--- start Quoted text ---
Magaya spends up to five months each year traveling and performing
around the world, and, during each trip to the U.S., he tries to
set aside a month or so to work on the project with Berliner.
In mid-November, the two are sitting in Berliner's kitchen, in
a one-story house less than a block from East Campus. Piled on
the table are manila folders containing drafts of musical transcriptions
dating as far back as 1971 and Berliner's first trip to Zimbabwe.
In front of Berliner are two three-ring binders, one containing
part of the manuscript of the work in progress; the other, updated
transcriptions of the music. Both are bristling with colorful Post-it
notes, each containing a question or point of clarification to
go over with Magaya.
As Berliner silently reads a note he has penciled on one page,
Magaya idly thumbs the basic kushauru, or lead, part to the song "Nhimutimu." Magaya
has large hands, surprisingly smooth and free of calluses. Berliner
wants to check a variation on the song he heard Magaya play during
a residency at Stanford University five years ago. Carefully consulting
his transcription, Berliner plays through the song. Magaya, mbira
tucked under his right arm, leans back, brow furrowed. Finishing
a line of music, Berliner says, "We'd talked about adding
that as a substitute."
Magaya lets the music sink in. "Yes, that is fine."
Berliner tries out two more substitute lines that the two had discussed
during a visit in 2005.
"I still prefer the first one," Magaya says. He says
he thinks the others may have arisen during a performance in which
he was responding to other players' variations.
It's common, Berliner says, to discover that variations he hears
in the music are not the primary versions of a song. Sometimes,
as in this case, they turn out to be unique to an ensemble performance.
At other times, they turn out to be mistakes in the notating or
reflect temporary preferences of the musicians. That creative process
and the resulting variations that arise in different situations
is "exactly what we want to capture," he says. The book
will include primary versions of the songs, as well as secondary
versions with explanations of where and why they might have been
played, to give insights into the minds of the musicians.
--- end Quoted text ---
--- start Input data ---
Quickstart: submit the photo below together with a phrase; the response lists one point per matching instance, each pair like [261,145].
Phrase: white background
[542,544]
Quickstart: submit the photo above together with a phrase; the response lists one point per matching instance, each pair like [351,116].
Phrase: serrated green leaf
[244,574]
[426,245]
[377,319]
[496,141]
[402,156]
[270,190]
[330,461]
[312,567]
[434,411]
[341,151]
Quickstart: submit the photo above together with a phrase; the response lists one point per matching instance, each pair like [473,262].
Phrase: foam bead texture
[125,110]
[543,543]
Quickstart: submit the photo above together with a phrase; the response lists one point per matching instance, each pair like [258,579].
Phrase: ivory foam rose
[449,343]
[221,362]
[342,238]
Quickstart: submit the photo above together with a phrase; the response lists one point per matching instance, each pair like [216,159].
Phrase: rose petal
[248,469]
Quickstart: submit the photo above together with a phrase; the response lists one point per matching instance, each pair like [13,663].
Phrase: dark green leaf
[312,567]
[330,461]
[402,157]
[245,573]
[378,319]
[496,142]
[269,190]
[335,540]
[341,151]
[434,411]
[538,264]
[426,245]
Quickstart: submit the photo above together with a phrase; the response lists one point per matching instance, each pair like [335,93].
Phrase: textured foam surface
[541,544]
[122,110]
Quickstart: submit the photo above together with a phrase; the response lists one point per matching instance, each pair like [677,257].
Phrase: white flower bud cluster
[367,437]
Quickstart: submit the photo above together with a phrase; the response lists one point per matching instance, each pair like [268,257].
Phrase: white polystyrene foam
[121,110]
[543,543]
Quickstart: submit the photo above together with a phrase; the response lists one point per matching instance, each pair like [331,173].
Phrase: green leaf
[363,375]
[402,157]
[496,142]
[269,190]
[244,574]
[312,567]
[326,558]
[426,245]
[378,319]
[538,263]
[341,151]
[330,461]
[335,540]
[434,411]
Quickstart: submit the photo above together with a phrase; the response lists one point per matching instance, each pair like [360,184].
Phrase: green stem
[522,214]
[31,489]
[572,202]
--- end Input data ---
» **Required actions**:
- 1) Reproduce the records word for word, starting at the line that contains "pair like [360,184]." and ending at the final line of the records.
- 2) Continue the passage about Berliner and Magaya's mbira book project from the point where it stops.

» **The results**:
- 1)
Quickstart: submit the photo above together with a phrase; the response lists one point per matching instance, each pair like [360,184].
Phrase: green stem
[522,214]
[31,489]
[572,202]

- 2)
On any given day, they will spend eight to ten hours hunched over
notes, Berliner playing back music he transcribed last time to
make sure the notation is clear and it sounds right, and Magaya
approving or tweaking it. It's grueling work, but both agree that
it's worth it. Only by going over songs hundreds of times, Berliner
says, can they reveal "important concepts that will never
be directly verbalized within the culture." They are now in
the home stretch, completing a final round of edits to the music.
Berliner plans to finish cleaning up the rest of the manuscript
by the end of the year.
Berliner believes the longevity of their research will give it
weight. "There is very little continuity in the documentation
of African oral traditions," he says, making longitudinal
studies difficult. "There has been a lot of great recording
work, but it's been done disparately, largely by researchers working
with various musicians in different regions." What Berliner
has recorded during his six trips to Zimbabwe and various tours
of the U.S. and Europe, as well as his collaborative work with
Magaya, amounts to thirty-five years of data.
"This allows us to explore questions about the development
of personal styles and about musical continuity and innovation
using real data in a way that was not possible before."
In the kitchen, Berliner is back to his notes, looking for a conversation
about a version of "Nhimutimu" by the legendary musician
and mbira-maker John Kunaka. He finds a note about an arrangement
Magaya played that combined "Nhimutimu" with another
song, "Mandarindari." During a research session in the
1990s, Magaya told Berliner that he had first heard the arrangement
on one of the two recordings that supplement Soul of Mbira. But
in 2004 they came across a transcription indicating that the arrangement
had in fact been a part of Magaya's repertory as far back as 1971
and had simply slipped his mind over the years.
"Cosmas forgot it and relearned it from Soul of Mbira without
realizing it," Berliner says. This phenomenon of forgetting
and relearning songs and variations, the idea of a sort of revolving
repertory, is common in the oral tradition, but, because of the
loss of so many musicians and contemporary threats to the tradition,
there is a real risk of losing key parts of the repertory forever,
Magaya says.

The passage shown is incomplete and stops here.